Image-grounded pointing data

════

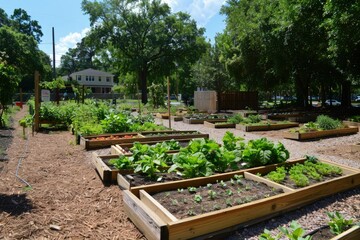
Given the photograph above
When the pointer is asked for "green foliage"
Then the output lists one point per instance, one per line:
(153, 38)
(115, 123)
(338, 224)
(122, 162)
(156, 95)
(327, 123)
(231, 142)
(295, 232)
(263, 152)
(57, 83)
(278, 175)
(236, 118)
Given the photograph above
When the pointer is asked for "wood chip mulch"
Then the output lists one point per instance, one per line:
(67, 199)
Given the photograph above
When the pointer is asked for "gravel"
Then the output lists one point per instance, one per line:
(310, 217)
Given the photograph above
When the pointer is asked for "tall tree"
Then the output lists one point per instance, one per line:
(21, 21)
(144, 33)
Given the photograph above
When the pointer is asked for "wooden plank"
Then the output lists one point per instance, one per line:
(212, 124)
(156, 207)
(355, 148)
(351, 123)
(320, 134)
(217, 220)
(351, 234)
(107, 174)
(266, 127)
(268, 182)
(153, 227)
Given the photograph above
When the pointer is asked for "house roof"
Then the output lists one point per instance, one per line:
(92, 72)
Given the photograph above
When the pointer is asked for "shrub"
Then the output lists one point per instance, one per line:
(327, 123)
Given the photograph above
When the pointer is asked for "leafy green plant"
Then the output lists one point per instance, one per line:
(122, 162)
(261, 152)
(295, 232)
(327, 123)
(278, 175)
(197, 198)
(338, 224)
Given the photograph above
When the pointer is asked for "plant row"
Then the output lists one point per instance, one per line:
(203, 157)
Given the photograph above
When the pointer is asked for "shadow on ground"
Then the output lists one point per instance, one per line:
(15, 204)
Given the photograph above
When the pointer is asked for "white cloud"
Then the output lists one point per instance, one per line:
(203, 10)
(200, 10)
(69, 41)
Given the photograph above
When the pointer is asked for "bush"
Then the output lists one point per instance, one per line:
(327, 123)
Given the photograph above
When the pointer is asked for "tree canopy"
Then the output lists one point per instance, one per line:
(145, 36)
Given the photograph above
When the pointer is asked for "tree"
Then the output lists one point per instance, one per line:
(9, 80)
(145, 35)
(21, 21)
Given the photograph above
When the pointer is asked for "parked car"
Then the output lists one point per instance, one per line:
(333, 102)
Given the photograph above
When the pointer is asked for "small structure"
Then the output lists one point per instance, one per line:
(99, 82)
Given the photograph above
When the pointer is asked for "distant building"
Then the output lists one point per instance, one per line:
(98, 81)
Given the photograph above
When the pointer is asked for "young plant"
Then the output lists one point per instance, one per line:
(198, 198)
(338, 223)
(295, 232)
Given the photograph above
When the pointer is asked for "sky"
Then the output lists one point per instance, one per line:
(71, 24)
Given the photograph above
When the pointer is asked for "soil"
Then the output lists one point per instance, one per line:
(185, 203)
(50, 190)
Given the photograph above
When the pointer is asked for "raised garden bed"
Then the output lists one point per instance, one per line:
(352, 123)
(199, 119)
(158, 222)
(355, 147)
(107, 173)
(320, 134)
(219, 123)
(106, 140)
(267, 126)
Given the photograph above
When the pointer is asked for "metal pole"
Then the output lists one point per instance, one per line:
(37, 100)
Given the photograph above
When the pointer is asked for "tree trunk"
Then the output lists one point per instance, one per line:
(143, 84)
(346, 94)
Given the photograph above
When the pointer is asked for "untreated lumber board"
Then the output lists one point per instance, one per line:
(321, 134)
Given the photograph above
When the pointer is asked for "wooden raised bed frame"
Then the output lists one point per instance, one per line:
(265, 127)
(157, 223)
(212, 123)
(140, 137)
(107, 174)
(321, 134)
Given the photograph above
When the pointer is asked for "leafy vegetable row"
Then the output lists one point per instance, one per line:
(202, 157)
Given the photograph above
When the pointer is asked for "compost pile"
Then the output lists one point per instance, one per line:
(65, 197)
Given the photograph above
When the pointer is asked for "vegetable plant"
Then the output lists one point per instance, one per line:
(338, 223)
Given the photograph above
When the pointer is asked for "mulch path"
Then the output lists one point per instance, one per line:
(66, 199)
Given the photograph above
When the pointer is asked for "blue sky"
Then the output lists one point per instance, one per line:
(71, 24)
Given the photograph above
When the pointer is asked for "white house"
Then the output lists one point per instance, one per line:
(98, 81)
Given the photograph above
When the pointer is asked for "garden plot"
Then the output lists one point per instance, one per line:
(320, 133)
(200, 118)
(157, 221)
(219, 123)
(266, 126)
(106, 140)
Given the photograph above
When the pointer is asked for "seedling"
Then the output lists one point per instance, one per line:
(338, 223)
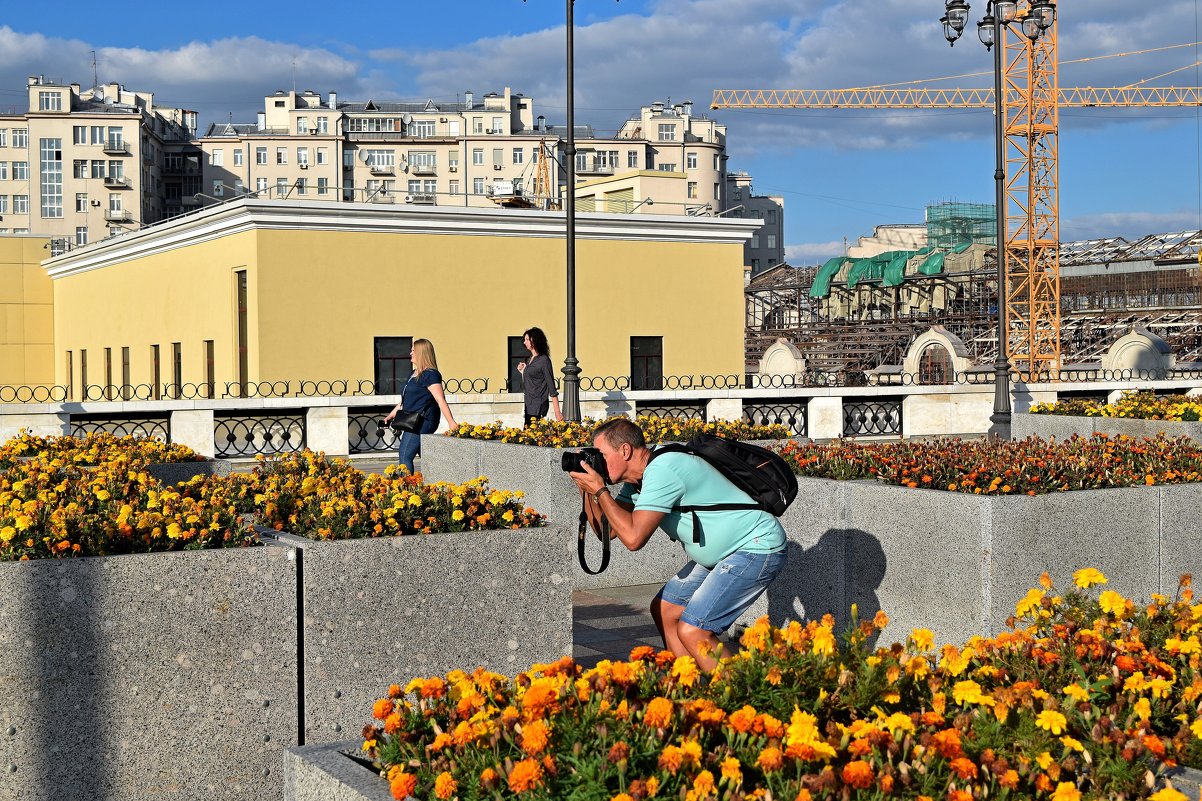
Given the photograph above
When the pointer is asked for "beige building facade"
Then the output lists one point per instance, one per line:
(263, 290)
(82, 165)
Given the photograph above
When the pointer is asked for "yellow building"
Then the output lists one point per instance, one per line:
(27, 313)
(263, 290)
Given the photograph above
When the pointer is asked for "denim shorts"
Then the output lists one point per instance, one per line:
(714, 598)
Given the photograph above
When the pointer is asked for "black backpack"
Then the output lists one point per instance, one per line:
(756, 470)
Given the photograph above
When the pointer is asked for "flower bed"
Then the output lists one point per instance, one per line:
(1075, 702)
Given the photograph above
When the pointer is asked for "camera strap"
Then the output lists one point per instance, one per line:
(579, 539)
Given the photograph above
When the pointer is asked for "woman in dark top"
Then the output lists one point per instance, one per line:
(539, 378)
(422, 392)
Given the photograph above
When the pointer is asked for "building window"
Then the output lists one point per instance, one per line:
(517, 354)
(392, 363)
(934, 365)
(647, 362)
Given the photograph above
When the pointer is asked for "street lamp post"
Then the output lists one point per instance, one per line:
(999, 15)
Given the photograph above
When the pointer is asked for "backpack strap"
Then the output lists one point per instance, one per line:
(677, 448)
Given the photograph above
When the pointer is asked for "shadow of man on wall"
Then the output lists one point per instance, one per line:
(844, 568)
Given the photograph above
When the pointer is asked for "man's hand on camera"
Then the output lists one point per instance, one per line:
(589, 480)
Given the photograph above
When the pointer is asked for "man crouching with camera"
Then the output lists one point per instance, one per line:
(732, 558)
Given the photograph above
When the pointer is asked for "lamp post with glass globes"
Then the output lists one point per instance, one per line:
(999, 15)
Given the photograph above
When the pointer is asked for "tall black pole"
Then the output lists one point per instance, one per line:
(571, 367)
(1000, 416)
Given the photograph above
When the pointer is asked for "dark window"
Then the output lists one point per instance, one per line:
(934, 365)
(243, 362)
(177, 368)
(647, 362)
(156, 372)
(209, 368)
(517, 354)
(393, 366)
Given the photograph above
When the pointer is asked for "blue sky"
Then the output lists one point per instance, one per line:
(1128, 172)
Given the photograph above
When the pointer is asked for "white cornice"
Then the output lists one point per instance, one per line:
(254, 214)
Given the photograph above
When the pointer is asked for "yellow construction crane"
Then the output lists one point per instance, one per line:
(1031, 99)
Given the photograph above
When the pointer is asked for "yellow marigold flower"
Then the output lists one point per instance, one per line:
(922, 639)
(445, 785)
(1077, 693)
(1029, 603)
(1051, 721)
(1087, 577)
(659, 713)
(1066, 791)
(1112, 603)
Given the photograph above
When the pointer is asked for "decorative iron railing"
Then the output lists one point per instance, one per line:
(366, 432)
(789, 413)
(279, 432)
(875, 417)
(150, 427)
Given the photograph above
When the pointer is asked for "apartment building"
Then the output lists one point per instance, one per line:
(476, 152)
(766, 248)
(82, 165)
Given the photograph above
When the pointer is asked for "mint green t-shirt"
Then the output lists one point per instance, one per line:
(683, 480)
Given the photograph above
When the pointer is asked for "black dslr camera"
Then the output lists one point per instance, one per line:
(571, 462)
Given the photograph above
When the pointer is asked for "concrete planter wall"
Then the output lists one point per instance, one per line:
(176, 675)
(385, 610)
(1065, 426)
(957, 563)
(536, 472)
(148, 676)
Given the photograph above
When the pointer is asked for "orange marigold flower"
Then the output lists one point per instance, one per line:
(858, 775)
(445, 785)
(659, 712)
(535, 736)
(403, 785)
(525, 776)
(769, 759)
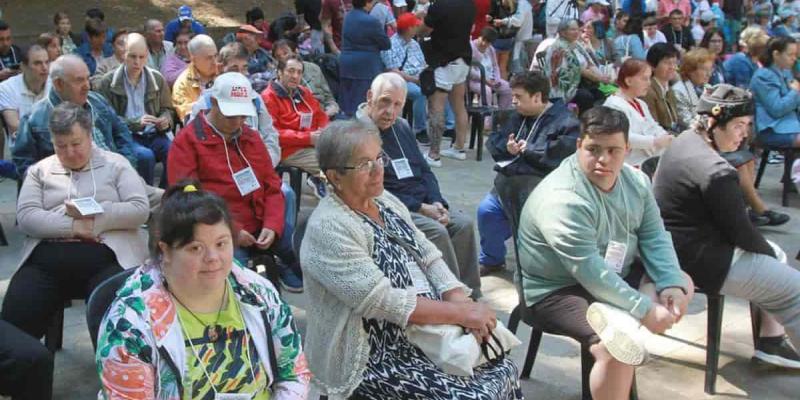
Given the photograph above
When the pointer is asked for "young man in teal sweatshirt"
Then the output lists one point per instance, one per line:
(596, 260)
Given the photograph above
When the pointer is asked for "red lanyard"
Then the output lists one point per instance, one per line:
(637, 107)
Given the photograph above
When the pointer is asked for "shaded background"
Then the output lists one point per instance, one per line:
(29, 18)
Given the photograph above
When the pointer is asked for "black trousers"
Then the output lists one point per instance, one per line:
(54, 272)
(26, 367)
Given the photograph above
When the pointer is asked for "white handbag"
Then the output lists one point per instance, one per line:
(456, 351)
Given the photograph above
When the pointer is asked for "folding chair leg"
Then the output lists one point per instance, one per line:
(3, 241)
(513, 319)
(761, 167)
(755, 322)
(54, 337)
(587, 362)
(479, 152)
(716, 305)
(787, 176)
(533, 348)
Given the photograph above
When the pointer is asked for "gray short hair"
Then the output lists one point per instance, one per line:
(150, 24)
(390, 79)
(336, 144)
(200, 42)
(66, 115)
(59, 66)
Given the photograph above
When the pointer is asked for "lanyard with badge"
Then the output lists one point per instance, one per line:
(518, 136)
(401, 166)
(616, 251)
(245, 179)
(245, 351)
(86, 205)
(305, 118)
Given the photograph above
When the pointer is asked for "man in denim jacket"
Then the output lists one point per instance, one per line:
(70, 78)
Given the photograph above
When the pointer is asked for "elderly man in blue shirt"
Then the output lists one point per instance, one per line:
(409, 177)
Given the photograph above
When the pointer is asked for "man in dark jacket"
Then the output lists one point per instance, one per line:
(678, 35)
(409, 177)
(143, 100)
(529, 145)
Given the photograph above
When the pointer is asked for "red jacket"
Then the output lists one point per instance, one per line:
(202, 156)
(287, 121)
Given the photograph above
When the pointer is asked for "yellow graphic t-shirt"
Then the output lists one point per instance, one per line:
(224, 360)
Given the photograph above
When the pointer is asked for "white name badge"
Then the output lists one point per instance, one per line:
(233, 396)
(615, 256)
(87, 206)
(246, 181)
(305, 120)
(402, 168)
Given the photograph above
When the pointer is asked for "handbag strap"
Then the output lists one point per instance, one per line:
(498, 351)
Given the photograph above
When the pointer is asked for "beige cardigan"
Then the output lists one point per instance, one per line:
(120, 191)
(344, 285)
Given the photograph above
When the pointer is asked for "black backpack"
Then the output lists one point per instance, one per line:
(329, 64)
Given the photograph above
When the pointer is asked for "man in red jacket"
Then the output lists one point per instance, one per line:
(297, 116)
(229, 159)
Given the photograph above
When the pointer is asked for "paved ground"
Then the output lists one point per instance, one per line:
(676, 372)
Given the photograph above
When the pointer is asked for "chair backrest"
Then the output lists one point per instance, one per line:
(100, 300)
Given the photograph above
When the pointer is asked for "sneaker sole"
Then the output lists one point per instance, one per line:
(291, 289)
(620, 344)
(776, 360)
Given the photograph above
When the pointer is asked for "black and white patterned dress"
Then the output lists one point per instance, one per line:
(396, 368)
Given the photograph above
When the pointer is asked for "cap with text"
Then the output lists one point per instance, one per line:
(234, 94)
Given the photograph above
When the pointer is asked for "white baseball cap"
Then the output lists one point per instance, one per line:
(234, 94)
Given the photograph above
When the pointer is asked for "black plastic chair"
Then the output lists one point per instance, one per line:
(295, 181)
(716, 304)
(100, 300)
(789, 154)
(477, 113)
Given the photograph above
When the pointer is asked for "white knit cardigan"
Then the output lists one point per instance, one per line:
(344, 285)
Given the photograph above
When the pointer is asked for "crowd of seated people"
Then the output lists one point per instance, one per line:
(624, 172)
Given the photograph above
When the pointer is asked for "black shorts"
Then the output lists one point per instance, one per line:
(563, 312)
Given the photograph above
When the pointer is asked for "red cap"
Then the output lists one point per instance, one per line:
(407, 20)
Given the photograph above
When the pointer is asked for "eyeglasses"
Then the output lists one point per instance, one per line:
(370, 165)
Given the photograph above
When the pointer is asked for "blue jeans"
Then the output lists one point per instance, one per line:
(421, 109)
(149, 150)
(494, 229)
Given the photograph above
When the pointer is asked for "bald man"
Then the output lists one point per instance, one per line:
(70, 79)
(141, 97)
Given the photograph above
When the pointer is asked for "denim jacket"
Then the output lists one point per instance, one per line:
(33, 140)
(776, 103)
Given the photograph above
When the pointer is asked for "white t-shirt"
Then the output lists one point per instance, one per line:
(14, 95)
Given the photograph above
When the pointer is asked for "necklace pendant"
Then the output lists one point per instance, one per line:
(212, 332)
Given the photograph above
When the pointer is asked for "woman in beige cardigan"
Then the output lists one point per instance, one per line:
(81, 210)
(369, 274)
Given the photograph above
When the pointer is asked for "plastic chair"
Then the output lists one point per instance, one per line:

════

Report how many lines in the data contain the word "wall", with no words besides the number.

2